→ WRITTEN INSTRUCTION:
Reproduce each of the following items verbatim, line by line.

→ RECORDS SHOWN:
^^^^^^^^
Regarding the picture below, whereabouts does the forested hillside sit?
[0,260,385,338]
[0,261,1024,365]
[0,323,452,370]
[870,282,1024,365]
^^^^^^^^
→ RESPONSE BELOW:
Regarding the picture below, whereabouts does the forested hillside sit?
[0,260,385,338]
[0,261,1024,365]
[0,323,452,370]
[870,282,1024,365]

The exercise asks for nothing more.